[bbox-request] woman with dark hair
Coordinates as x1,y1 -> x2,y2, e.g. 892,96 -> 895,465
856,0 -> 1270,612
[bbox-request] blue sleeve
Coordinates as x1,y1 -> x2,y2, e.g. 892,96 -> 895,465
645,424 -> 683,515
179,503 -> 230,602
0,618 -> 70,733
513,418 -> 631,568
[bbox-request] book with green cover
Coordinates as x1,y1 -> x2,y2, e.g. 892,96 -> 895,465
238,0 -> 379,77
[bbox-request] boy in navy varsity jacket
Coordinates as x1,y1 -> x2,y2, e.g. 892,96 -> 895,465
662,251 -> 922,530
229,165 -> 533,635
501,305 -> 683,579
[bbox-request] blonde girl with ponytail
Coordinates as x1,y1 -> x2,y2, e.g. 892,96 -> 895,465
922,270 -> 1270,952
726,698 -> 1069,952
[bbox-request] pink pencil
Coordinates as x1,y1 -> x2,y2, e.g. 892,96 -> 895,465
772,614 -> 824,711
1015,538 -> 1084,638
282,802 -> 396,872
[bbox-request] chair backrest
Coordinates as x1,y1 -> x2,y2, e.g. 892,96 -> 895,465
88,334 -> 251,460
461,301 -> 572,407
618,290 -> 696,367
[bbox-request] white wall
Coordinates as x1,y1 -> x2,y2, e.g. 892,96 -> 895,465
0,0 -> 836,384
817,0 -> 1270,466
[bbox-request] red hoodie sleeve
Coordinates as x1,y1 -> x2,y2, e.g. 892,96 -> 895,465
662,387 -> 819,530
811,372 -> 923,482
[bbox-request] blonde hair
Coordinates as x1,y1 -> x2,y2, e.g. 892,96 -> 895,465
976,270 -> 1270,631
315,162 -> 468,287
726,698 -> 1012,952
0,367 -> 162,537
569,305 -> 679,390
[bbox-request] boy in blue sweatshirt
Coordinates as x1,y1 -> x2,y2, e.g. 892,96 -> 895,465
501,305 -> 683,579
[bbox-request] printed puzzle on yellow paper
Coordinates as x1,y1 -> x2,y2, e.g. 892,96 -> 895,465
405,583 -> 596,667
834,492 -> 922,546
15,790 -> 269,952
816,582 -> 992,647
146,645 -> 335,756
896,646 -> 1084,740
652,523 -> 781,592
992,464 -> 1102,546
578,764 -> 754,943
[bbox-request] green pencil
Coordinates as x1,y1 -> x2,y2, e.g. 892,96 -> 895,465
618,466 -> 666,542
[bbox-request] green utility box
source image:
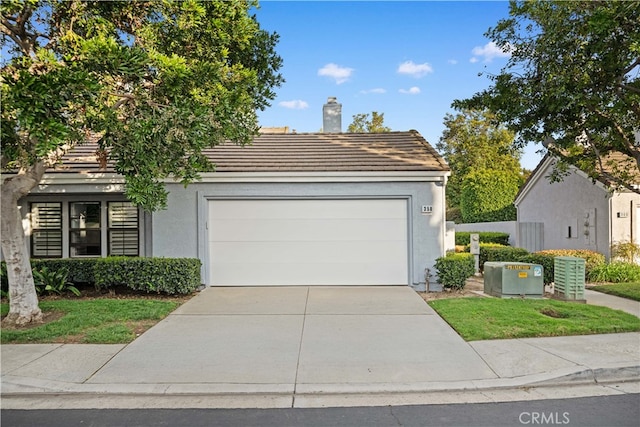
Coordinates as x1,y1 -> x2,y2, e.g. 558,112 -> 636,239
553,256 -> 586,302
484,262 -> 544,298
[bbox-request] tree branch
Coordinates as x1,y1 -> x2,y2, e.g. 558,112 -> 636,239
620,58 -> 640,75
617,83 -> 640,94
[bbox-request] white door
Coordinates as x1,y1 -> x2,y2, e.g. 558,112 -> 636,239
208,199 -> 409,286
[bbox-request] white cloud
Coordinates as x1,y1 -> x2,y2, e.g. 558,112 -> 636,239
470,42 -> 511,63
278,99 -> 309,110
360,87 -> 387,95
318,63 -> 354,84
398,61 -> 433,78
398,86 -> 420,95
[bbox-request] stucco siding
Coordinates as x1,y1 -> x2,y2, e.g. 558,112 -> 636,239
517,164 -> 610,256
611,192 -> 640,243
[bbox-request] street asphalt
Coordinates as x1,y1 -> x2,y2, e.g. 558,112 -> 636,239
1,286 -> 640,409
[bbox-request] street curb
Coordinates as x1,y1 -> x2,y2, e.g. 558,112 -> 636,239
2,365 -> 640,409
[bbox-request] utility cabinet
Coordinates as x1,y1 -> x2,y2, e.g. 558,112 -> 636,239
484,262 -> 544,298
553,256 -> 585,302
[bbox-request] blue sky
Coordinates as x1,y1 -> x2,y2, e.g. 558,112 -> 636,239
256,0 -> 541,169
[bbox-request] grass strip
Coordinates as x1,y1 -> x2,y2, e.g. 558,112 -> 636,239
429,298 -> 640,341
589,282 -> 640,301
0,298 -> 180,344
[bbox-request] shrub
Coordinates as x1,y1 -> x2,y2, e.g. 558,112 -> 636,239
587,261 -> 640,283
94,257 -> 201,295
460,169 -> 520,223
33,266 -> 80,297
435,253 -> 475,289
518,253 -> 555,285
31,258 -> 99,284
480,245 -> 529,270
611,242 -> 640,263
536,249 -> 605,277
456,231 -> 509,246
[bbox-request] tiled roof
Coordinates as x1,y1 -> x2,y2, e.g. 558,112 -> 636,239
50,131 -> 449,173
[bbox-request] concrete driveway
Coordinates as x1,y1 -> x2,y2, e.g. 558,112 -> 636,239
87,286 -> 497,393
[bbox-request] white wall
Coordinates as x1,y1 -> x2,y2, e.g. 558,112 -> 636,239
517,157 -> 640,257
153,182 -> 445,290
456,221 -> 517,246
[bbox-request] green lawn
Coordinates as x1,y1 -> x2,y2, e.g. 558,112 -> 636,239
----
Rewrite the listing starting at the line that has "[bbox-request] stucco siding" and stopping after the line that has "553,256 -> 585,302", with "utility cabinet" changed to "electrical box" and every other character left as it is. Give only those lines.

[bbox-request] stucco siding
Coordinates as x1,y1 -> x2,y2, e.g. 558,112 -> 636,239
517,164 -> 610,256
611,192 -> 640,243
[bbox-request] street asphalt
Coordinates as x1,y1 -> x2,y2, e.g. 558,112 -> 636,239
1,286 -> 640,409
[bbox-request] street curb
Coordinates as x1,y1 -> x2,y2, e.g. 558,112 -> 636,239
2,365 -> 640,409
[bbox-request] electrical box
Coordinates as x1,y1 -> x2,y2, e.g. 558,112 -> 636,239
484,262 -> 544,298
553,256 -> 585,302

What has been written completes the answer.